[What to produce]: Turn the lines of the items below, from the one containing "As a warehouse robot's perception module, locate photographer" through the one containing "390, 37, 426, 123", inclusive, into a numbered list with blank lines left out.

****

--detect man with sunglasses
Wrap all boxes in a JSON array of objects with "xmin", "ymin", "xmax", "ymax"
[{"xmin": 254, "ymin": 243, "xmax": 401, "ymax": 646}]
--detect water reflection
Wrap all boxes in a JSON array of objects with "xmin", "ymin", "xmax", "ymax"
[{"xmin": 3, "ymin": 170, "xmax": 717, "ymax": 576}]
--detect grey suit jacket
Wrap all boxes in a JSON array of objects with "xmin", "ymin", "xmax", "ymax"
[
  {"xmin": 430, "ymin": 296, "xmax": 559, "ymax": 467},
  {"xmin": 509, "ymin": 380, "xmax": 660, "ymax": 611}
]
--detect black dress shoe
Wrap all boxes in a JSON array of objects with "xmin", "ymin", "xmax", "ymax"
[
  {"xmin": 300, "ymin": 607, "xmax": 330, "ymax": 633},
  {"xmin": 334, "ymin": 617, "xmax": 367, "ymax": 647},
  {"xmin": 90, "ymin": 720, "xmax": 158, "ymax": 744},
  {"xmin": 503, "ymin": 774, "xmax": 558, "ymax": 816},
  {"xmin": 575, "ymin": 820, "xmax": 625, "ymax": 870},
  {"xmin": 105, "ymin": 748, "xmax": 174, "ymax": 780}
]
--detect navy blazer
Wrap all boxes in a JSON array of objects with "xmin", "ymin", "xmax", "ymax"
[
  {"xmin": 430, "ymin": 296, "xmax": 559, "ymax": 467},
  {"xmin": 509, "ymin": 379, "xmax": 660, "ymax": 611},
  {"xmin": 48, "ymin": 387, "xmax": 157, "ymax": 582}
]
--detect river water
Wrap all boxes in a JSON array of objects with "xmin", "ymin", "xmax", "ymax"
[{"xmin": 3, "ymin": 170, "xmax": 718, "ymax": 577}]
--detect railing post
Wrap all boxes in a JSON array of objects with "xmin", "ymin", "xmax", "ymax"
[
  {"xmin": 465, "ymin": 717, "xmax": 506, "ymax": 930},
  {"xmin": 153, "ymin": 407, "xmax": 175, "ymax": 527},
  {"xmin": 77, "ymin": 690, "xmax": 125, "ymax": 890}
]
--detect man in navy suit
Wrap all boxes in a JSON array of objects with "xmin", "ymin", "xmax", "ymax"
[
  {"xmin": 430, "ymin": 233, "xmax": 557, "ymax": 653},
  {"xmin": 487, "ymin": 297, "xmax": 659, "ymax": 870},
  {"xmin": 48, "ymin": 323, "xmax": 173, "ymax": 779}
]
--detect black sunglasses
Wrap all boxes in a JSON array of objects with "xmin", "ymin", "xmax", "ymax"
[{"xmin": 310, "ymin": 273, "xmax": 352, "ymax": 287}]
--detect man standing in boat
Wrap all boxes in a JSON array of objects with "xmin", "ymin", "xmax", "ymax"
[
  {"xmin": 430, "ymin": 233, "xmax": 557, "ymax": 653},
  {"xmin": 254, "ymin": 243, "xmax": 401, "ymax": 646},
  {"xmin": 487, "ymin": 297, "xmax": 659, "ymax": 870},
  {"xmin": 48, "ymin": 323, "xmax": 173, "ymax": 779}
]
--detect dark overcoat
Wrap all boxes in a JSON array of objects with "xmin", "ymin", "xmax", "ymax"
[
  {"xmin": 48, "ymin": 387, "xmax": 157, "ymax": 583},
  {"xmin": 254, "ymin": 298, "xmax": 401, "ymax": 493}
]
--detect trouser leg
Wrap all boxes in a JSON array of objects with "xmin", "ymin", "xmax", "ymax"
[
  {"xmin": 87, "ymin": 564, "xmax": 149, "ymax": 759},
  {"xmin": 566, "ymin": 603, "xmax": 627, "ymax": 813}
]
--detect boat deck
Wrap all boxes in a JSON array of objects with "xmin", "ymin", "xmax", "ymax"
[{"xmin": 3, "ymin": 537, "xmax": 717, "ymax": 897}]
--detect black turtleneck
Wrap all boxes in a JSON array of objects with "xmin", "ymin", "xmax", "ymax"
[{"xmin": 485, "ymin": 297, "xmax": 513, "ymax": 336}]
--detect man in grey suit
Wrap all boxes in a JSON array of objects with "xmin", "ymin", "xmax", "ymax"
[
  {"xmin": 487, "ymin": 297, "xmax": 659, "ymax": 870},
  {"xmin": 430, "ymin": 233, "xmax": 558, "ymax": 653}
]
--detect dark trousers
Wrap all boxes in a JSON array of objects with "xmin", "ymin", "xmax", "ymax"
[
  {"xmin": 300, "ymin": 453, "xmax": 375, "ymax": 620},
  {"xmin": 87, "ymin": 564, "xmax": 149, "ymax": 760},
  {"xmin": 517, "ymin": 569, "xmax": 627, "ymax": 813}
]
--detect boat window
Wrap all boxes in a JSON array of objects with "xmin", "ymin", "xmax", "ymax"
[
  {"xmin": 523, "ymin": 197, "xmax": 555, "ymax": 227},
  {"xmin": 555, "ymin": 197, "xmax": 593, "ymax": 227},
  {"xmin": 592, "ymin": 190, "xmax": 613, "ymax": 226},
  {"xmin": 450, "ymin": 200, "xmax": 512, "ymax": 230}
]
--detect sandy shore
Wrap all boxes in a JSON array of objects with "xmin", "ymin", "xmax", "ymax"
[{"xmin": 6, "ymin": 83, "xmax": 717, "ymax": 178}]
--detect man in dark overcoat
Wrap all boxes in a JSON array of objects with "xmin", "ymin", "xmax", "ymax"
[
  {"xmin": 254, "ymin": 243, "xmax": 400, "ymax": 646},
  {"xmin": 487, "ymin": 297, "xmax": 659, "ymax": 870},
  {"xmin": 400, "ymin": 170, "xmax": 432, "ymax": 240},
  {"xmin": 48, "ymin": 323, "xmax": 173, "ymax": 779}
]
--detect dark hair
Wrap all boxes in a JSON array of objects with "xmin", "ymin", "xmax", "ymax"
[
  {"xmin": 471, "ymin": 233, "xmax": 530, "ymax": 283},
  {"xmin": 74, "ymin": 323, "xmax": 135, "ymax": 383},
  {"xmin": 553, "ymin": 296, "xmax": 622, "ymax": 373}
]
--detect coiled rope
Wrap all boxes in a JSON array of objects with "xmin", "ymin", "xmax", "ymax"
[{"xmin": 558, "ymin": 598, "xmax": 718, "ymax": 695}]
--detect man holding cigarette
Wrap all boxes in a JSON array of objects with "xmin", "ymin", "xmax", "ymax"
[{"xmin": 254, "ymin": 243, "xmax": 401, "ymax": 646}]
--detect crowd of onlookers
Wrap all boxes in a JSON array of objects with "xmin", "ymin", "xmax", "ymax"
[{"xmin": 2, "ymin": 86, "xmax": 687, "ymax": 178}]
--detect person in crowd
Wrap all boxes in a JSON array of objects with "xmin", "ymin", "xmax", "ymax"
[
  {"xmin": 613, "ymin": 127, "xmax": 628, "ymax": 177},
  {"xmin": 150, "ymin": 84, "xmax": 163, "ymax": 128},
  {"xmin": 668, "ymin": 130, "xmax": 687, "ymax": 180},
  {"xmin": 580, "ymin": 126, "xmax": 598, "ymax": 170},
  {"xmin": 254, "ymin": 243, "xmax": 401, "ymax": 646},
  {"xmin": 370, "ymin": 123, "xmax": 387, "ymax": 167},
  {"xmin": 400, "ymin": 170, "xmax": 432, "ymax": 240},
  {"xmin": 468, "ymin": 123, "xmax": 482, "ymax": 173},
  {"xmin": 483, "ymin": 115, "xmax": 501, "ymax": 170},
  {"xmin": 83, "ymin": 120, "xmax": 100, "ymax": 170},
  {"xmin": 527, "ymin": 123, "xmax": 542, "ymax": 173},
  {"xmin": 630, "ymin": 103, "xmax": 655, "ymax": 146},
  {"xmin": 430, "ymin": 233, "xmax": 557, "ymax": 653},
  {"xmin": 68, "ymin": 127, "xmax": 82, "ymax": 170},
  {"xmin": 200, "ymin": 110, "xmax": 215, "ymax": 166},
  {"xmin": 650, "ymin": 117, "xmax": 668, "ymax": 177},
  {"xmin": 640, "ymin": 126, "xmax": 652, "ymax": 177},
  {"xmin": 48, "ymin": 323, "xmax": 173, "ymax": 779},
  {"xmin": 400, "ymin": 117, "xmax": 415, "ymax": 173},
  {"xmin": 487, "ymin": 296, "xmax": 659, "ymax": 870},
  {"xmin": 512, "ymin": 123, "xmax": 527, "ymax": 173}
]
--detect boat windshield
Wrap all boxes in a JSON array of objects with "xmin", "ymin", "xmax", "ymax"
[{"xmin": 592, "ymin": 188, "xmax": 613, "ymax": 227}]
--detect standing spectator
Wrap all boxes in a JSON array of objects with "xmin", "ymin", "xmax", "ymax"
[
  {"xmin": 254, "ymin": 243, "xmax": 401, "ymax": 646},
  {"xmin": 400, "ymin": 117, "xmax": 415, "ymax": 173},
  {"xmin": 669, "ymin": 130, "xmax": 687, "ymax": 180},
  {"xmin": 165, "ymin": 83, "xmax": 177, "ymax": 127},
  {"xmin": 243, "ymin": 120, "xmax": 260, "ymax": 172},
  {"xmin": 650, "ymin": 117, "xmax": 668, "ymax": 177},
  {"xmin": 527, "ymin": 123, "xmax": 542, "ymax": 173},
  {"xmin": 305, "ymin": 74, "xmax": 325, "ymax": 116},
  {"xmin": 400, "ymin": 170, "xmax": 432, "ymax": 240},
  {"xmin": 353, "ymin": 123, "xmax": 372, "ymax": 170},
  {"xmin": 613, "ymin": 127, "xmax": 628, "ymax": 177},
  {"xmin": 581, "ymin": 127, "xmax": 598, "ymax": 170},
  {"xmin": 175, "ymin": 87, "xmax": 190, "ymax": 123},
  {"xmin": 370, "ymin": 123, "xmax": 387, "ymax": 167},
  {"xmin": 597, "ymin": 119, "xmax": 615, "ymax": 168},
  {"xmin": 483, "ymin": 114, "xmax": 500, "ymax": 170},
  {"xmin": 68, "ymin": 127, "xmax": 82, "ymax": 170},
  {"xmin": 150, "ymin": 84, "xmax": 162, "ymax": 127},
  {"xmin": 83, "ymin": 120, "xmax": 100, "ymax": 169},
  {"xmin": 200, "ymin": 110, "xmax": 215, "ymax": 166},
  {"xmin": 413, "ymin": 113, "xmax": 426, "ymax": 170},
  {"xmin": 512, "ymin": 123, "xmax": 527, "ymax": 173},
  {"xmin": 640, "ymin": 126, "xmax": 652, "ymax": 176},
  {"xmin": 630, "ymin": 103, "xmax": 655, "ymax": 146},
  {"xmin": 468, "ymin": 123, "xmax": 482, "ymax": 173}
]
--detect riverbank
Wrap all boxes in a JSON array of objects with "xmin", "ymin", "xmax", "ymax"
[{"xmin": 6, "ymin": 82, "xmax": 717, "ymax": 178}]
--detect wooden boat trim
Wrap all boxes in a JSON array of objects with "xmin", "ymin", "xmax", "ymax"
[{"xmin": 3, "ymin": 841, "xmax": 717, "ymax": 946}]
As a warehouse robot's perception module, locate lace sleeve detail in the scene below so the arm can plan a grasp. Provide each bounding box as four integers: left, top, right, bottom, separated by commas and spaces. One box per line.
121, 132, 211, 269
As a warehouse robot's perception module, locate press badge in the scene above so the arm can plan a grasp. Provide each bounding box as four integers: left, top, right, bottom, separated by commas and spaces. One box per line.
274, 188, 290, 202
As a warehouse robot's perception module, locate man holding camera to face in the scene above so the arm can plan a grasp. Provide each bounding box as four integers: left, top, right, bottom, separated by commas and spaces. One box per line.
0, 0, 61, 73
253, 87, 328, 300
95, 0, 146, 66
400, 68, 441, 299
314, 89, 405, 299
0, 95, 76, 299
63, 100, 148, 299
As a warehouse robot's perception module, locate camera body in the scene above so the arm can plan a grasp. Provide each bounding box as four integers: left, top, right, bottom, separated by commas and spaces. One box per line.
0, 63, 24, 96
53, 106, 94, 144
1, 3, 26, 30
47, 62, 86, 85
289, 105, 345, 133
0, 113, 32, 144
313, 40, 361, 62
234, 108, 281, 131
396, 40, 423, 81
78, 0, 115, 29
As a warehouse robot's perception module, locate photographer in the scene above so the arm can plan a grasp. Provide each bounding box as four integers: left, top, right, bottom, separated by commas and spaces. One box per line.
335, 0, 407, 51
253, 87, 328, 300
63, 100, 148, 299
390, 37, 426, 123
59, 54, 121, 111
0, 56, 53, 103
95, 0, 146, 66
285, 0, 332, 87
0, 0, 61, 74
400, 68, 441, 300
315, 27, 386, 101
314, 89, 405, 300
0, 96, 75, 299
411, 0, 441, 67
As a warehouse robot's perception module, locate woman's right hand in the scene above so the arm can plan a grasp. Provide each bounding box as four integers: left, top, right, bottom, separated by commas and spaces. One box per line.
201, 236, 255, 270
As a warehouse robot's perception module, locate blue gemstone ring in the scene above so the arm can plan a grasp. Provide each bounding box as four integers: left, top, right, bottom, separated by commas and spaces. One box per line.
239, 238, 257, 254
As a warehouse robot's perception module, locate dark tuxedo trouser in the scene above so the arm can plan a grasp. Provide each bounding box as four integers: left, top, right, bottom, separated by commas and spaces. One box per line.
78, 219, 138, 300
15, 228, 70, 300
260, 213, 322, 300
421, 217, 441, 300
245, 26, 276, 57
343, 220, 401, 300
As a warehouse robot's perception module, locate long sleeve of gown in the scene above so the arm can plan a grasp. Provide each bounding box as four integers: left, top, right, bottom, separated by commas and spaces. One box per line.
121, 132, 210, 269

****

[Task result]:
1. As a warehouse robot's perception module, locate photographer in the scene above so the arm can plan a grasp. Provide each bounding box as four integers: left, top, right, bottom, separated by commas and spaces. One box per line.
2. 335, 0, 407, 51
3. 253, 87, 328, 300
4. 63, 100, 148, 299
5. 390, 37, 426, 123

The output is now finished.